◆ How to complete this task
Without the pictures, reproduce the records that follow exactly.

(Data records)

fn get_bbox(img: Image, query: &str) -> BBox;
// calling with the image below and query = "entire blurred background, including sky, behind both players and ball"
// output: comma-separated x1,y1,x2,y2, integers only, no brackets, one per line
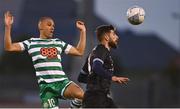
0,0,180,108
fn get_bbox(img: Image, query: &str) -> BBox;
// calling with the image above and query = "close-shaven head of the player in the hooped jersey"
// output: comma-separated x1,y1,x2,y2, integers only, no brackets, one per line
39,19,54,38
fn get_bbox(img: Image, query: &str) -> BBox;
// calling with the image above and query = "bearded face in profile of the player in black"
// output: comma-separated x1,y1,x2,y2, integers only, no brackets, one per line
108,30,119,48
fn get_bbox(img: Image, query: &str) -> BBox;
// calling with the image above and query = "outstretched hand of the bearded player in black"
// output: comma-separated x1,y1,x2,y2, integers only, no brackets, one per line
112,76,129,84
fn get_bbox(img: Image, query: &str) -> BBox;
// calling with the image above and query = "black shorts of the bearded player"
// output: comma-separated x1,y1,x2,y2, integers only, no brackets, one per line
83,91,117,108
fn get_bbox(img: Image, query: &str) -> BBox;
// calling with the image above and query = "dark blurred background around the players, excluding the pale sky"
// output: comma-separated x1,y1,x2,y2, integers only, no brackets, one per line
0,0,180,108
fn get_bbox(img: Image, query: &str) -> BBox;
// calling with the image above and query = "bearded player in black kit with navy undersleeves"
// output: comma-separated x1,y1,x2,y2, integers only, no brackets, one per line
78,25,129,108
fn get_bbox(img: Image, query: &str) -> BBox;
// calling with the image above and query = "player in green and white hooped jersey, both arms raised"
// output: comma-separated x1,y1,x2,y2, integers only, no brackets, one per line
4,11,86,108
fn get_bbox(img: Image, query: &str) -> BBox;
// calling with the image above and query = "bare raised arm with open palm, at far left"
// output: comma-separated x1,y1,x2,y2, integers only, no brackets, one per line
4,11,22,51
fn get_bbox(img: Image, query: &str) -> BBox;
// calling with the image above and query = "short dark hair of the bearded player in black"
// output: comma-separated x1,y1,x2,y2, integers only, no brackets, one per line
96,25,116,41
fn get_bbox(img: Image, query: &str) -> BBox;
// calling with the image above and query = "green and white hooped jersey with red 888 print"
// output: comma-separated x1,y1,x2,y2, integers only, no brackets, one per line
19,38,72,83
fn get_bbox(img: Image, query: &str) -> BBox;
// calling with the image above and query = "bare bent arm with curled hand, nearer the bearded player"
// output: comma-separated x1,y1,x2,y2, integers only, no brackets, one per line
68,21,86,56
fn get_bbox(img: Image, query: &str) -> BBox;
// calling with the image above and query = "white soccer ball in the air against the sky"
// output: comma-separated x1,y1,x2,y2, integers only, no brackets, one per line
127,6,145,25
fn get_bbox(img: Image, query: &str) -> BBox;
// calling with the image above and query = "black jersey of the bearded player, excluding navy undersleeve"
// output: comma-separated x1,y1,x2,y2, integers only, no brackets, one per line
82,44,114,92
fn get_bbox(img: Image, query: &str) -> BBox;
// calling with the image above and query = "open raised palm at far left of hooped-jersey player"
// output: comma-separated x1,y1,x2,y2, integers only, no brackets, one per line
4,11,14,26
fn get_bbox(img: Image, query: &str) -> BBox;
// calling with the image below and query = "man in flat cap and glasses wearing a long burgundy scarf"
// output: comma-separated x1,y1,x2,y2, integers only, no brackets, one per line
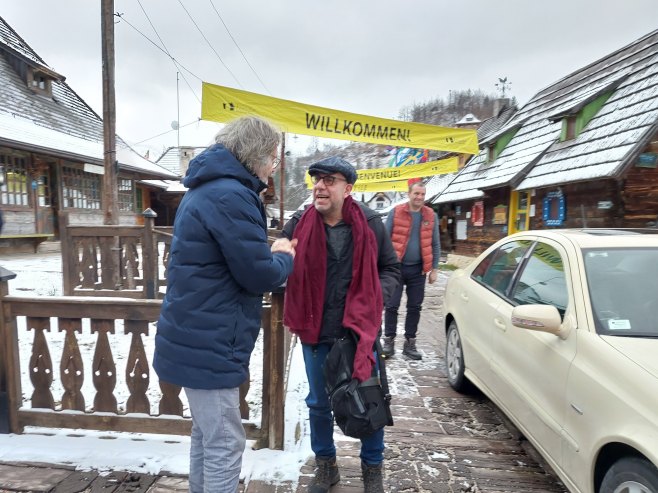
283,156,400,493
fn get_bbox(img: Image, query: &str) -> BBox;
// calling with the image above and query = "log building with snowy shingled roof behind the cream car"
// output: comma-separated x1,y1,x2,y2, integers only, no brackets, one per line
432,30,658,256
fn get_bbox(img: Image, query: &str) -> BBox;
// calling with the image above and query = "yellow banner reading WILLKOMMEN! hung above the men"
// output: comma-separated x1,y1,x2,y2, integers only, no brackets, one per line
201,82,479,154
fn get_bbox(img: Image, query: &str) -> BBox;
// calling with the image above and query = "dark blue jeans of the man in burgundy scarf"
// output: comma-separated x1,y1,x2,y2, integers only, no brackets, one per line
302,344,384,465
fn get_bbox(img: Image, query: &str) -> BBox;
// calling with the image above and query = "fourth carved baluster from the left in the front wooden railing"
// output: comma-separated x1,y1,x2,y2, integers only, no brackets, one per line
123,320,151,414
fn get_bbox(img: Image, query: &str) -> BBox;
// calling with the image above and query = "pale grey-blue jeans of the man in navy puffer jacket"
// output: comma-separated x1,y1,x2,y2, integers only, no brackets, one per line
185,387,246,493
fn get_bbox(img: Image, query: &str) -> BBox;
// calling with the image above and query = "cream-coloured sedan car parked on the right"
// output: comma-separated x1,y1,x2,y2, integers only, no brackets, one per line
444,229,658,493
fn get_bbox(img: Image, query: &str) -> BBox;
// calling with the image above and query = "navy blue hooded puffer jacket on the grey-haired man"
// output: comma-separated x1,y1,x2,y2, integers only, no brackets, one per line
153,145,293,389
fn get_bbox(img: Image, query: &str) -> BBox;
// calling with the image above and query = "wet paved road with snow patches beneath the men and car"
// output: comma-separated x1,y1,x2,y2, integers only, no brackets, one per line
0,270,566,493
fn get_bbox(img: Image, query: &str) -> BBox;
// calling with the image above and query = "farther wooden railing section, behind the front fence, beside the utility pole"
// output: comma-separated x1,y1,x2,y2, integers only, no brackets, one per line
60,209,173,299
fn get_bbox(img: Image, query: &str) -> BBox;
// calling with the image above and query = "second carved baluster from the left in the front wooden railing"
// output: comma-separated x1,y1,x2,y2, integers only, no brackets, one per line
58,318,85,411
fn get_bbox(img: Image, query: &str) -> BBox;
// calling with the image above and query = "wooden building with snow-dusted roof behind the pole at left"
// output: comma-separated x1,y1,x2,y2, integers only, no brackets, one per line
0,13,178,250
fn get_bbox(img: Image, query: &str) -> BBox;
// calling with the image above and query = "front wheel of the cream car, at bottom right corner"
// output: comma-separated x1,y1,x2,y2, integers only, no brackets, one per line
599,457,658,493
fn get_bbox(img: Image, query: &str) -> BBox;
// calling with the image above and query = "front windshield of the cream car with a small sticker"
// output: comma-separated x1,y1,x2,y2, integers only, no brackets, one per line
583,248,658,337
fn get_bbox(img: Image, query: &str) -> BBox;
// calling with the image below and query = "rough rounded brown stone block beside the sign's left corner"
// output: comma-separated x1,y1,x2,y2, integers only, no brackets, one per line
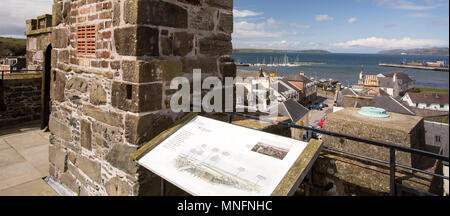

(End Data records)

◆ Answer
fn get_bbox(img: Image, query: &str) -> BBox;
// calling with the image below and query = "entire blurred background, including sky, behind both players and ball"
// output: comma-separated x1,y1,x2,y2, integers only, no brackets, one per line
0,0,180,108
fn get_bbox(img: Image, query: &str) -> BBox;
// calling with the image above and query = "close-shaven head of the player in the hooped jersey"
// output: comma-separated x1,y1,x2,y2, integers only, no brackets, one per line
39,19,54,38
fn get_bbox(img: Image, query: &str) -> BBox;
// calling with the image above and query = "bearded face in profile of the player in black"
// output: comma-separated x1,y1,x2,y2, integers only, no brackets, one per line
108,30,119,48
fn get_bbox(img: Image, query: &str) -> BBox;
// calling with the image above and query = "outstretched hand of the bearded player in black"
// output: comma-separated x1,y1,x2,y2, integers only, no brackets, one per line
112,76,129,84
fn get_bbox(img: Image, query: &str) -> BBox;
// calling with the image above and query = "black shorts of the bearded player"
// output: comma-separated x1,y1,x2,y2, integers only, no brackets, one per line
83,91,117,108
fn get_bbox(img: Image, query: &str) -> BBox;
// calling with the image above and query = "dark blurred background around the players, excluding the pale sky"
// output: comma-separated x1,y1,x2,y2, integers only, no brackets, one per line
0,0,180,108
fn get_bbox(img: Image, query: &str) -> BBox;
// calling with the image above and query = "bearded player in black kit with navy undersleeves"
// output: comma-separated x1,y1,x2,y2, integers only, no brackets, one per line
78,25,129,108
fn get_bbox(img: Image, query: &str) -> BBox;
// calling with the image above and query = "player in green and white hooped jersey, both arms raised"
// output: comma-separated x1,y1,x2,y2, integers only, no brackets, one per line
4,11,86,108
fn get_bbox(img: Image, query: &str) -> BBox;
// calling with the image above and query = "bare raised arm with open palm, at far left"
// output: comma-separated x1,y1,x2,y2, integers only, no brackets, one per line
4,11,22,51
fn get_bbox(img: Image, query: &str) -> BBox;
// calling with the image above and query = "short dark hair of the bearded player in black"
// output: comma-separated x1,y1,x2,y2, integers only, no brackets, one per line
96,25,116,41
fn get_bbox(img: Image, query: &str) -> BBox;
// calling with the image above and query = "green and white hooped jersey with red 888 print"
// output: comma-separated x1,y1,x2,y2, integers only, no brackets, one per line
19,38,72,83
fn get_bbox(img: Image, query: &str) -> BBox;
// calling with the image above and query = "bare bent arm with curled hand, nearer the bearded player"
// output: comma-separated x1,y1,x2,y2, integers only, no brackets, one per line
68,21,86,56
fn get_bbox(img: Image, query: &str) -> BBox;
// calling with the image above and query = "white soccer ball in the air against the sky"
// output: comma-separated x1,y1,x2,y2, integers only, no brackets, one per line
127,6,145,25
fn get_bbox(img: Image, query: &str) -> BBox;
// calling with the image above and query = "black jersey of the bearded player, excluding navy undersleeve"
// output: comma-separated x1,y1,x2,y2, integers only, no brackets, one per line
82,44,114,92
fn get_bbox(img: Image, query: &str) -> BBox;
// calling with the image above and query = "open raised palm at far left of hooped-jersey player"
// output: comma-separated x1,y1,x2,y2, integers only, no brackets, one per line
4,11,14,26
fn get_bbox(img: Image, query: &str) -> BBox;
// calling with the image below and query = "man in flat cap and glasses wearing a long burgundy scarf"
// output: comma-separated x1,y1,x2,y2, integers only, no brackets, one per line
283,156,400,493
fn get_bbox(img: Image, query: &str) -> BBox;
// calling with the image above and query = "log building with snowy shingled roof behind the cream car"
// output: comma-separated x1,y1,x2,y2, integers only, no brackets, one per line
432,30,658,256
fn get_bbox(img: Image, query: &str) -> BBox;
// calling with the image above and query = "yellow banner reading WILLKOMMEN! hung above the men"
// output: comma-separated x1,y1,x2,y2, integers only, no brackets, one per line
201,82,479,154
fn get_bbox(img: Image, query: &str) -> BBox;
// calling with the image above and query = "dark blue jeans of the man in burgundy scarf"
// output: comma-separated x1,y1,x2,y2, integers only, no brackets, one per line
302,344,384,465
fn get_bbox(img: Image, query: &str) -> BBox;
// calling with the image above and query = "fourth carved baluster from the left in the front wooden railing"
// output: comma-separated x1,y1,x2,y2, integers only, no brackets, one per line
123,320,151,414
fn get_bbox(img: Image, query: &str) -> BBox;
// calling with the image above and query = "pale grey-blue jeans of the man in navy puffer jacket"
// output: comma-separated x1,y1,x2,y2, integers only, no brackets, one per line
185,387,246,493
fn get_bbox(img: Image, query: &str) -> BBox;
// calling with the image above and query = "cream-coloured sedan car parked on the right"
// output: comma-separated x1,y1,x2,y2, integers only, no brackets, one per line
444,229,658,493
fn get_bbox(img: Image, query: &str) -> BBox;
// calling with the image above and query = "navy blue hooded puffer jacket on the grey-haired man"
// output: comma-separated x1,y1,x2,y2, integers only, no brackets, one per line
153,145,293,389
fn get_bbox(img: Image, query: &str) -> BBox;
// calling with the image above and query = "wet paved road with snow patches beneath the men and car"
// output: comma-separated x1,y1,x2,y2, integers only, no brackets, one per line
0,270,566,493
fn get_bbox(img: Image, query: &str) -> BBox;
// calling with the image above and query = "farther wooden railing section, behind the front fence, beside the utility pole"
// output: comma-separated x1,y1,x2,y2, integers only, no brackets, one per line
60,209,173,299
fn get_bbox(img: Image, query: &str) -> BBox;
// calling with the image above and query = "second carved baluster from the left in the front wooden railing"
// output: comma-separated x1,y1,x2,y2, integers only, no brackets, one per line
58,318,85,411
fn get_bbox(img: Image, query: &str) -> BBox;
// calling with the image above and query = "wooden building with snow-dusted roof behind the pole at left"
// output: comma-separated x1,y1,x2,y2, integers only, no brackets, one per line
0,13,178,250
fn get_bbox(img: Image, query: &str) -> BBox;
// calling with the image above and query = "front wheel of the cream car, at bottom right corner"
// output: comma-separated x1,y1,x2,y2, integers only, no brackets, one per line
599,457,658,493
fn get_bbox(img: Image, query: &str) -> BBox;
// calling with the image above and query = "front windshield of the cream car with a small sticker"
// output: comma-separated x1,y1,x2,y2, integers only, no brackets, one per line
583,248,658,337
fn get_bbox(img: Image, query: &str) -> BBox;
// calling with the image below and query = "rough rounded brown stone block beside the sign's left corner"
// output: comma-separated x1,y1,x2,y2, integers only, no brackets, one per line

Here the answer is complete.